◆ **Exercise**: Could you print every line from the first one of the records below through the line containing "TARGET = row of window", with both included and nothing else?

◆ **Records**:
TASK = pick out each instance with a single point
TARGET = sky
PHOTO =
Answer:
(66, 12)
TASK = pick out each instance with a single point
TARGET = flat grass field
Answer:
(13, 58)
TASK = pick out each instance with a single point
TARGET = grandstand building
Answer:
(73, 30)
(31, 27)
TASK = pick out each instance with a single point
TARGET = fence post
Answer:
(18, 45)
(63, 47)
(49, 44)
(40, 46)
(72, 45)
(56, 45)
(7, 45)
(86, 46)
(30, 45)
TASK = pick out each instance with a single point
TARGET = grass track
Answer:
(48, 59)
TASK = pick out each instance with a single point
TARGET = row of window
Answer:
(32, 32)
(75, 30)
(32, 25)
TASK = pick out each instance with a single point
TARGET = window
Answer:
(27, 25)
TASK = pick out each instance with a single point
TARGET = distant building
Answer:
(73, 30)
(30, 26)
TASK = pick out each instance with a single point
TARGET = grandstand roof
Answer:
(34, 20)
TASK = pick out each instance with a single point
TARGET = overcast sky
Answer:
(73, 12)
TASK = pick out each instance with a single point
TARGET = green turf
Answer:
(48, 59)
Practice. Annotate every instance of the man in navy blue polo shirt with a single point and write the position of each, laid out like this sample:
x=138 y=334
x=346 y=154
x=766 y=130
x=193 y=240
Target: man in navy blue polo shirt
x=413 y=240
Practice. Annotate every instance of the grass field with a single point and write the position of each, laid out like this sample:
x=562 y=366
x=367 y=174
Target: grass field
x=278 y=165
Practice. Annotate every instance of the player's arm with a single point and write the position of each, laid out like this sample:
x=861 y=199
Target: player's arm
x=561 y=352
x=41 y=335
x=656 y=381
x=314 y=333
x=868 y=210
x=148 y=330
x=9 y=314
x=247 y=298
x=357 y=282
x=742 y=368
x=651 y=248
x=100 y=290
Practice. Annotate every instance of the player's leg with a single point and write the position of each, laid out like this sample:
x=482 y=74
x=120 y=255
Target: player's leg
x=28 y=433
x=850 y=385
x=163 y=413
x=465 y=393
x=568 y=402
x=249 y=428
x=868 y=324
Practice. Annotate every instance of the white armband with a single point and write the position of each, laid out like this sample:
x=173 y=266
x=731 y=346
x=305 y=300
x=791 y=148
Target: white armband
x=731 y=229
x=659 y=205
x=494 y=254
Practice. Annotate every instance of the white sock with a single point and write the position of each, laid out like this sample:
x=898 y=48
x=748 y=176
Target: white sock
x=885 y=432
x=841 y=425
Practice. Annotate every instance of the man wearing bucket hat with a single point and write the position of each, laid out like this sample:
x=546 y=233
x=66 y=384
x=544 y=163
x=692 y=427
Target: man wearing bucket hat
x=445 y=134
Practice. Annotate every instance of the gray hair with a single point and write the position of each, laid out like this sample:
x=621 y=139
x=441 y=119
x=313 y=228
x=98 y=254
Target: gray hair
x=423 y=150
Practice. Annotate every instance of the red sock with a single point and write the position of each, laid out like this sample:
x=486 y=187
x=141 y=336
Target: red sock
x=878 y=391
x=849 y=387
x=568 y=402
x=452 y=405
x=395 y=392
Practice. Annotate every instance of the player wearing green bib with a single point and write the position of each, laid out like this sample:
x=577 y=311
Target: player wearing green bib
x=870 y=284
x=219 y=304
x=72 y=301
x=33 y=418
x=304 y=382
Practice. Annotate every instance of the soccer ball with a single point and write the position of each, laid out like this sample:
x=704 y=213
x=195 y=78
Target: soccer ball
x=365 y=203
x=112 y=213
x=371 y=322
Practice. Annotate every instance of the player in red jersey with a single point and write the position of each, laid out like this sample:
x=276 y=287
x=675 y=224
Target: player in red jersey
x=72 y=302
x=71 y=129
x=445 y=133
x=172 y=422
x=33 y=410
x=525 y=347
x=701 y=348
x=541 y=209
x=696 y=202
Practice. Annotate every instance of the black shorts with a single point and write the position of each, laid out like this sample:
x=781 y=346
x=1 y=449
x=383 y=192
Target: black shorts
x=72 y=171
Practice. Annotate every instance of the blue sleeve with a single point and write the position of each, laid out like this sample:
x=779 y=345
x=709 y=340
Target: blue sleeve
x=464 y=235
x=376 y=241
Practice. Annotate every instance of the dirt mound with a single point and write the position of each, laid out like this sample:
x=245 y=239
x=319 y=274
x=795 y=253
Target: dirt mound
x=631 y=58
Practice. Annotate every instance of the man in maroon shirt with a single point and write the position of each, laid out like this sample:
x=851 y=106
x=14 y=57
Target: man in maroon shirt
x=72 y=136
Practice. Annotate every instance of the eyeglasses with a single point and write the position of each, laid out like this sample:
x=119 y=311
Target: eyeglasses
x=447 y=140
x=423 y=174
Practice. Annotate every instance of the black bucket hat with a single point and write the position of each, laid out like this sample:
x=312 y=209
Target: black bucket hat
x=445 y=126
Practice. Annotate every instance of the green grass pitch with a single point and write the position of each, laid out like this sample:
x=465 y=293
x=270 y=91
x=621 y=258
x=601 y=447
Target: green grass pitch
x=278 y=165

◆ **Solution to this problem**:
TASK = pick out each instance with a single point
TARGET = sky
PHOTO =
Answer:
(66, 12)
TASK = pick out each instance with a single point
TARGET = flat grass field
Answer:
(13, 58)
TASK = pick out each instance with a single point
TARGET = grandstand building
Answer:
(73, 30)
(31, 27)
TASK = pick out each instance with a single point
TARGET = fence post
Answer:
(18, 45)
(63, 47)
(49, 44)
(40, 46)
(72, 45)
(56, 45)
(7, 45)
(86, 46)
(30, 45)
TASK = pick out each instance with a single point
TARGET = grass track
Answer:
(48, 59)
TASK = pick out each instance with a single point
TARGET = row of window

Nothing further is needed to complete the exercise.